Note: You should do this exercise using only features we have discussed so far.

In [36]:
x = boston_price_list
In [37]:
# Solution goes here

Note: This definition of standard deviation is sometimes called the "population standard deviation". You might have seen another definition with $N-1$ in the denominator; that's the "sample standard deviation". We'll use the population standard deviation for now and come back to this issue later.

Absolute and relative differences

In the previous section we computed "absolute" differences in price; that's what you get when you subtract two quantities.

But often when we make this kind of comparison, we are interested in "relative" difference, which are differences expressed as a fraction or percentage of a quantity.

Taking the lobster roll as an example, the absolute difference in price is:

In [38]:
9.99 - 7.5

We can express that difference as a fraction of the London price, like this:

In [39]:
(9.99 - 7.5) / 7.5

Or as a percentage of the London price, like this:

In [40]:
(9.99 - 7.5) / 7.5 * 100

So we might say that the lobster roll is 33% more expensive in Boston.

But putting London in the denominator was an arbitrary choice. We could also compute the difference as a percentage of the Boston price:

In [41]:
(9.99 - 7.5) / 9.99 * 100

If we do that calculation, we might say the lobster roll is 25% cheaper in London.

When you read this kind of comparison, you should make sure you understand which quantity is in the denominator, and you might want to think about why that choice was made.

In this example, if you want to make the difference seem bigger, you might put London prices in the denominator.

Now we can use the arrays to compute all of the relative differences:

In [42]:
absolute_differences = boston_price_array - london_price_array
absolute_differences
In [43]:
relative_differences = absolute_differences / london_price_array
relative_differences
In [44]:
percent_differences = relative_differences * 100
percent_differences

In this example, relative differences are more variable than absolute differences.

We can use np.min and np.max to compute the range of absolute differences:

In [45]:
np.min(absolute_differences), np.max(absolute_differences)

The differences are between 2 dollars and \$3.10.

Here is the range of percent differences:

In [46]:
np.min(percent_differences), np.max(percent_differences)

The range is quite wide: the lobster roll is only 33% more expensive in Boston; the egg sandwich is 117% percent more (that is, more than twice the price).

Exercise: What are the percent differences if we put the Boston prices in the denominator? What is the range of those differences? Write a sentence that summarizes the results.

In [47]:
# Solution goes here
In [48]:
# Solution goes here
In [49]:
# Solution goes here

Summarizing relative differences

Because the range of relative differences is wide, it is not clear how we should best summarize it. One option is the mean of the percent differences:

In [50]:
np.mean(percent_differences)

So we might say, on average, sandwiches are 65% more expensive in Boston.

But another way to summarize the data is to compute the mean price in each city, and then compute the percentage difference of the means:

In [51]:
boston_mean = np.mean(boston_price_array)
london_mean = np.mean(london_price_array)

(boston_mean - london_mean) / london_mean * 100

So we might say that the average sandwich price is 56% higher in Boston.

As this example demonstrates:

  • With relative and percentage differences, the mean of the differences is not the same as the difference of the means.

→ **WHAT YOU HAVE TO DO**
According to the notebook on sandwich prices, how much more expensive is the egg sandwich in Boston than in London, as a percentage?

→ **SOURCE DATA**
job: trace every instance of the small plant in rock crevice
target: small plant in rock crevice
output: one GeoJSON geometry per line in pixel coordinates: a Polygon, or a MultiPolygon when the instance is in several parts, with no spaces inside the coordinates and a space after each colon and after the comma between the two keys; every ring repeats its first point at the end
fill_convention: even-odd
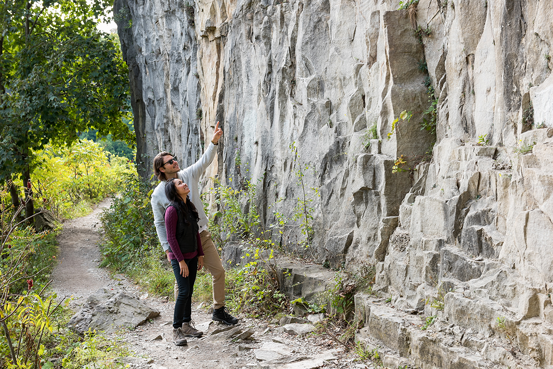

→ **THE ANSWER**
The egg sandwich is 117% more expensive in Boston, which is more than twice the price.